- _Extract provided_
## START
Not sure how it relates to the MBTI but Architect -> INTP ? Looks ok


----------



## rayman9102 (Sep 11, 2010)

Acerbusvenator said:


> I was thinking of myself as having one of those
> 
> But it just seems as I'm an ordinary INTJ with things doing around me that causes my F to go wild.
> But back on topic, I think you're an INTP.
> ...


ROFL I tried bro.. I been searching to try to find ways to see what Judging types fit me and this Perceiving type thing.. Idk what so ever.. I can tell you one thing, I WORK WITH AN INTJ.. Dude.. Talk about organized, sarcasm and this inferior attitude or serious ass ego. It's cool but funny as hell. 

This dude just throws debates up with me all the time.. But through sarcasm.. I pretty much cant say he is wrong because he doesnt accept it. Unless i explain myself. Now he tells me to stop explaining myself but i have to because i know there are deeper meanings to things then what we really see. So i try to get to the root of the shit so we see eye to eye, and then he will agree. Not only that, but he only agrees if i catch him in contradiction. And when i am about to catch him with something he already sees where i am going with this (most of the time) and will correct himself right then and there before i do it. So i just point at him with a smirk, and then he goes, "you cant say it.. I already corrected myself so i am safe"

If i bring up a belief, he will disagree even if it makes sense.. He doesnt like agreeing.. He wants to beat me in debates, it's always 50/50. 


He is very good at bringing quick comebacks man. And talk about a ladies man.. Idk how this guy does it. How the fuck do you have 5 girlfriends with each one having a different personality so when you feel a certain way at a moment you see that one. He organizes this shit like wtf..


----------



## Acerbusvenator (Apr 12, 2011)

The difference between INTJ and INTP is smal, but remember. It's what you prefer.
But I could probably say, that since you seem to think that he's over organizing things, then you're probably P.
From what I've heard, then Ps would rather read a book or watch a tv-show backwards. At least that's what my INTP friend told me when I talked about a tv-shows.

And about the guy at your work, are you sure he's an INTJ?
He seems to just try to argue with you.
If I would class him after your personality, then he'd probably be an ESFJ.
Relations between Psychological ("personality") Types


----------



## rayman9102 (Sep 11, 2010)

Well as far as reading a book goes. I skip through it until something catches my eye.. The story life lines and stuff like that bore the shit out of me.. That would be something if he is an esfj.. He isnt into details as much as i am.. Extroverted? If he is then he sure n the hell is a quiet one. As far as arguments its more of a debate to boost his ego he says. He definitely thinks his problems through and feelings. And very future oriented. Always thinks about the future but in a sense of preparing for it. I do the same but i think this is a NT thing or INT thing.. The j and p is hard to grasp.. It's really the functions. The more he talks the faster he connects.. Me i pause and think but sometimes i get back at him later. N he will go, "that debate was like 10 mins ago". I just tell him, "hey man i was thinking, what if its this way and not that way?" and he goes.. "It's my opinion i dont care if u judge me, so be it" as if he isnt willing to open his opinions up.. As for they are facts and that it.
## END
- _Information supplied_
## START
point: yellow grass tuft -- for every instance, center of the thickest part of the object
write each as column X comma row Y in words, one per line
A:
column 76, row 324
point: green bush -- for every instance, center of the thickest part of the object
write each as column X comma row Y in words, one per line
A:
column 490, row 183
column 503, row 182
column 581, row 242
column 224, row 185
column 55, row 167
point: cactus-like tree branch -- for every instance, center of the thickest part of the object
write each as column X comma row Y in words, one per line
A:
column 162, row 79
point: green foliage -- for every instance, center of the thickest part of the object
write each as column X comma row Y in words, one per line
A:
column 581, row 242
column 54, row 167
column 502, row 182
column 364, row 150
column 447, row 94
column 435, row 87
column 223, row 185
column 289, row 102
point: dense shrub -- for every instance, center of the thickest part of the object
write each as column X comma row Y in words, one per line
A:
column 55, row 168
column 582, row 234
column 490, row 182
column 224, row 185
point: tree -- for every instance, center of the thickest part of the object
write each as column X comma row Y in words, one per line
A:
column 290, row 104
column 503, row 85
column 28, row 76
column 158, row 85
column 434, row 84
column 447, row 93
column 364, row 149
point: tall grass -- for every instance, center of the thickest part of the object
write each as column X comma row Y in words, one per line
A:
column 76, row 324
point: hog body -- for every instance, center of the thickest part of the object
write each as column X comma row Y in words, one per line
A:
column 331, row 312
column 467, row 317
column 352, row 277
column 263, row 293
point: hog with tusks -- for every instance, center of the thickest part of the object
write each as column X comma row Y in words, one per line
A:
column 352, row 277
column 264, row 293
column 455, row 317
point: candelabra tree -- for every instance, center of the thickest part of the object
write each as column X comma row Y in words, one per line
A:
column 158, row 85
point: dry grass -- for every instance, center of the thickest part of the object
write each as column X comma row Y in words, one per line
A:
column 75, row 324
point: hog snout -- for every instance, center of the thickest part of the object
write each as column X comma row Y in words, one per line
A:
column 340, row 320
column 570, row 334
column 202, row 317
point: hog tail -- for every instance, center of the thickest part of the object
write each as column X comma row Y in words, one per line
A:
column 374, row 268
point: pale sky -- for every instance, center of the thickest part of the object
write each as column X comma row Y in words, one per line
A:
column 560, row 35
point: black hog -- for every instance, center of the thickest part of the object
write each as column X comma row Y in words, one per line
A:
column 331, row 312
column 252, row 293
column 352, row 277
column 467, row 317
## END
- _Requirements_
Edit the part of the MBTI forum thread starting with "The difference between" and going on through "he's an INTJ?", putting "novel" wherever "book" appears.

- _Expected answer_
The difference between INTJ and INTP is smal, but remember. It's what you prefer.
But I could probably say, that since you seem to think that he's over organizing things, then you're probably P.
From what I've heard, then Ps would rather read a novel or watch a tv-show backwards. At least that's what my INTP friend told me when I talked about a tv-shows.

And about the guy at your work, are you sure he's an INTJ?